* To be done *
Scale the entries starting at the line that contains "front wheel in this photo." and ending at the line that contains "[(99, 173), (294, 140)]". Write all of those lines out again, request lines included, multiplying every coordinate in the answers by 1.6 and rounding to whole numbers with halves going up, and leave the numbers in the request lines unchanged.

* Named-object pointing entries *
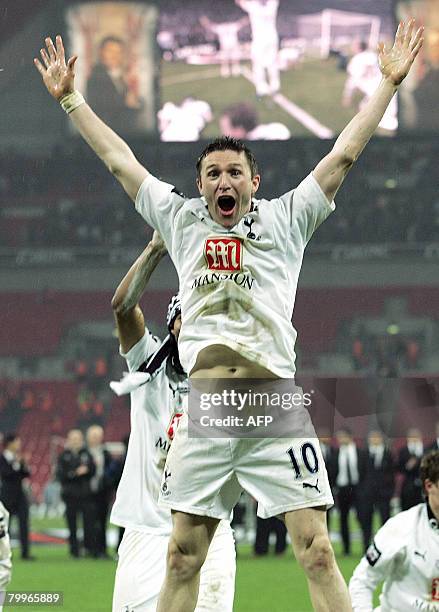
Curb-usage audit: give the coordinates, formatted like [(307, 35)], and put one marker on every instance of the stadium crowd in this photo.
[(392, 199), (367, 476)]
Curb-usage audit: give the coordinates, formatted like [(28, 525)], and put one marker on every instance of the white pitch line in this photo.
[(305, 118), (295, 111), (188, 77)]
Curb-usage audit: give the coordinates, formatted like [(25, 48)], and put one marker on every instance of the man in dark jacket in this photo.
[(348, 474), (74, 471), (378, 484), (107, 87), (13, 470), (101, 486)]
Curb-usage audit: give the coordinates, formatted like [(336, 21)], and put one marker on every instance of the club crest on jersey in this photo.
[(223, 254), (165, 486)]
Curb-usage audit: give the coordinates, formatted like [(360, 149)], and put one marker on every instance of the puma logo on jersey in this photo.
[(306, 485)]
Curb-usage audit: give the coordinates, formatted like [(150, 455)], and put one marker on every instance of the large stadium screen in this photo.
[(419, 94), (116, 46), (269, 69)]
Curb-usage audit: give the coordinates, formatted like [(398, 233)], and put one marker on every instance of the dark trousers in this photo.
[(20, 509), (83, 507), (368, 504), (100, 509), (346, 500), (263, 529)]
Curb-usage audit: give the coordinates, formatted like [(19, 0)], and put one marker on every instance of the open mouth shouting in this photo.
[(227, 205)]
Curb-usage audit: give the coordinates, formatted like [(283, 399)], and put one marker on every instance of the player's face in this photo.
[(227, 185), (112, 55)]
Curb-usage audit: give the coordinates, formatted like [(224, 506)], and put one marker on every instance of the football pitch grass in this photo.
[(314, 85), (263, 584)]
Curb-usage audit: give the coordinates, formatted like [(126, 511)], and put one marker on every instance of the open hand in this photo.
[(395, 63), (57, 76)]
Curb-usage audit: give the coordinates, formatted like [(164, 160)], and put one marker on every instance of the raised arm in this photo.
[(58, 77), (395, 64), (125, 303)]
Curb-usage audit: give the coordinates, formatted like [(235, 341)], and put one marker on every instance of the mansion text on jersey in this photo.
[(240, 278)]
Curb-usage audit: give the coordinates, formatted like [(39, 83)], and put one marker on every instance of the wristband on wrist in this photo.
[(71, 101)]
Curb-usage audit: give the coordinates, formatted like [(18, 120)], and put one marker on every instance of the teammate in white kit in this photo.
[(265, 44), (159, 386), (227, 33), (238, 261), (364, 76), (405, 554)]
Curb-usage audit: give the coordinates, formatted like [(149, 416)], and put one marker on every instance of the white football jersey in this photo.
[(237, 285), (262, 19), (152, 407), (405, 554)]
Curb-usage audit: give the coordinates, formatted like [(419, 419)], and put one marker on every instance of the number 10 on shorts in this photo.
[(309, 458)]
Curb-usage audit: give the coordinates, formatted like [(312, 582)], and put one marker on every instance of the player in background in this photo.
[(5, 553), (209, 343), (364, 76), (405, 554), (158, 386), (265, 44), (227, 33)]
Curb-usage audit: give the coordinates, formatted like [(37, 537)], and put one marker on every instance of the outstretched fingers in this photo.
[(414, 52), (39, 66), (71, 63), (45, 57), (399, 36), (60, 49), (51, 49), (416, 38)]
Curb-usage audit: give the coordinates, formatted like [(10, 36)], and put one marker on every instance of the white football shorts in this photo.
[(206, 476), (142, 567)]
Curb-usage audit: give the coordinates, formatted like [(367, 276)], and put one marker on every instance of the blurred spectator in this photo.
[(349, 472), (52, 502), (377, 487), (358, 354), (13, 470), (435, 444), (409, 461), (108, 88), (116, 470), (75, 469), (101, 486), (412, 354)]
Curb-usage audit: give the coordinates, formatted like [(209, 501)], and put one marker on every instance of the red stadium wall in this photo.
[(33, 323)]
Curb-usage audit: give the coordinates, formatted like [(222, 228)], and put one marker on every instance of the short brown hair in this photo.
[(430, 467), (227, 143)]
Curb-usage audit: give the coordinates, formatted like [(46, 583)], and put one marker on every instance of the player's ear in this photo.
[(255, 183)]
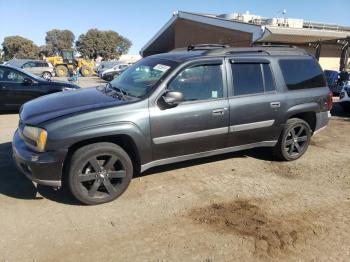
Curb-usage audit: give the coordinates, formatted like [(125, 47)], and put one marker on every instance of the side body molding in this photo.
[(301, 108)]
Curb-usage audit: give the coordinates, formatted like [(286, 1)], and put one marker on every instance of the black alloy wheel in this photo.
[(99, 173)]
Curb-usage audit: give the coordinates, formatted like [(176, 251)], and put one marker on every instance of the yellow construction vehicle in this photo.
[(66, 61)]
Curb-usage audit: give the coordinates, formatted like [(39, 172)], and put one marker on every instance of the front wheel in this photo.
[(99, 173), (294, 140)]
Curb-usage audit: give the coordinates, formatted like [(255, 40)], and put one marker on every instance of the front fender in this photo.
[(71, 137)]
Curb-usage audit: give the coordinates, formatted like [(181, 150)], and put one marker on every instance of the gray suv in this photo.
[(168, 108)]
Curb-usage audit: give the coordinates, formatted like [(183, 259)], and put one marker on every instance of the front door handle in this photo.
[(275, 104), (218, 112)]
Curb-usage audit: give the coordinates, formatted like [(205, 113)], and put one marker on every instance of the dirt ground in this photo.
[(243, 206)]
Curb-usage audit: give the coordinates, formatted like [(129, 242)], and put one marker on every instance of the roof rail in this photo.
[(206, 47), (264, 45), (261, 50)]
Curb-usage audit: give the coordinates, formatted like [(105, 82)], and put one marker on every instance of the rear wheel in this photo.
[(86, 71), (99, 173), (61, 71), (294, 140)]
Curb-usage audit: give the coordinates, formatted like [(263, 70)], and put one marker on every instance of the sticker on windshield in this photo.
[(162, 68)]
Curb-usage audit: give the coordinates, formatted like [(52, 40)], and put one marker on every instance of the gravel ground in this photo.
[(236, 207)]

---

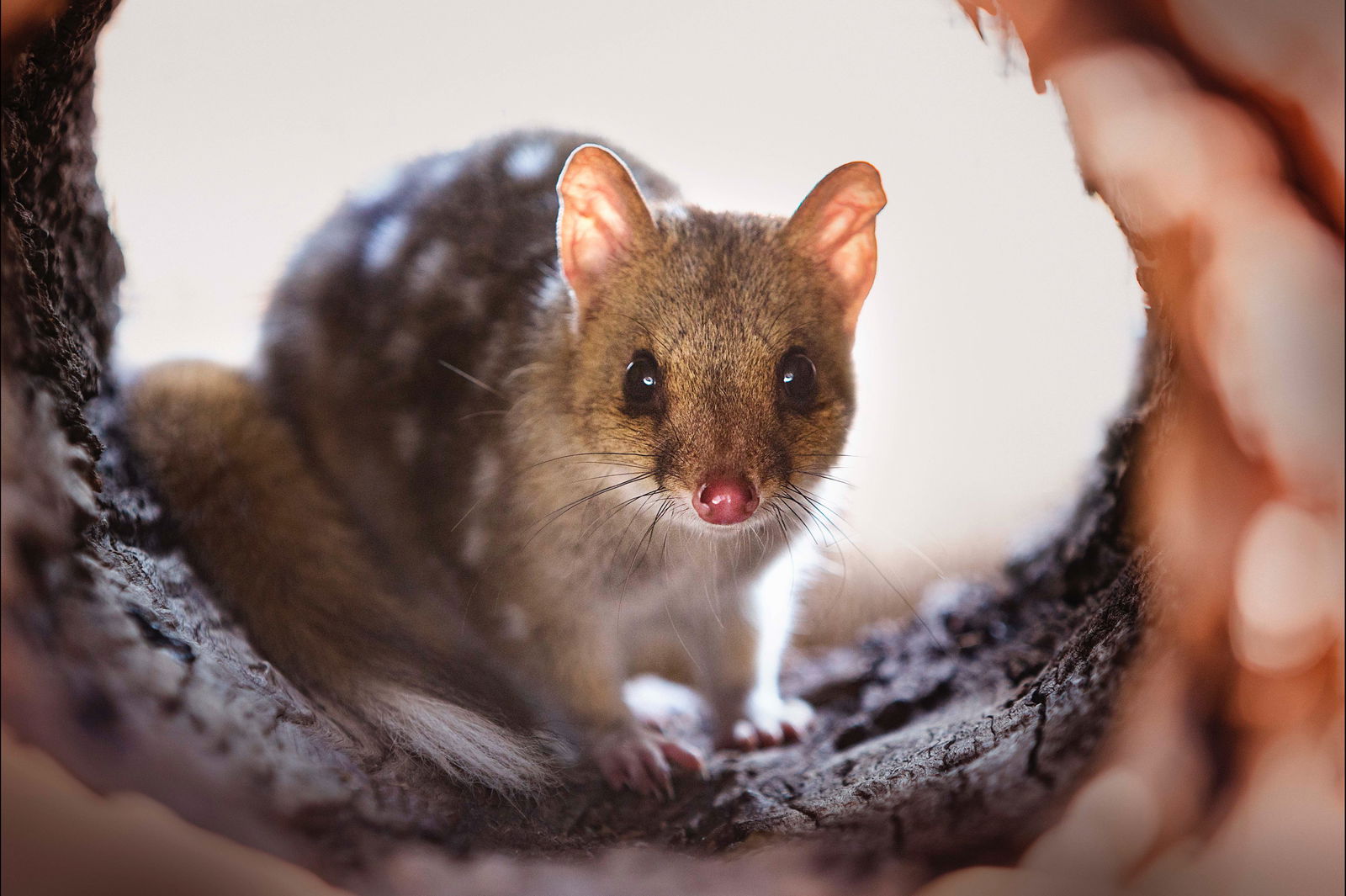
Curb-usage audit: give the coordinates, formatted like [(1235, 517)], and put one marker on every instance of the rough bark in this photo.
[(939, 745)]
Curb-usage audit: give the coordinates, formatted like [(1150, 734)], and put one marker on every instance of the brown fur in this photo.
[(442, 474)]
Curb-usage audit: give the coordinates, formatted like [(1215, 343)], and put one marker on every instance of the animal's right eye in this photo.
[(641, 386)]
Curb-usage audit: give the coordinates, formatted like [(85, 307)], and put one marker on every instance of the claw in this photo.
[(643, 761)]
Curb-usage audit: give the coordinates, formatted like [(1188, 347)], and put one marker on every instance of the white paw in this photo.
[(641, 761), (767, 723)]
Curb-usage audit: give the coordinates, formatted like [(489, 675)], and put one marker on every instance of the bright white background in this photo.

* The result *
Curb-usage audit: give the coordinates, formatted like [(39, 172)], and put one marker on every instance of the front wheel in this photo.
[(158, 277), (470, 224)]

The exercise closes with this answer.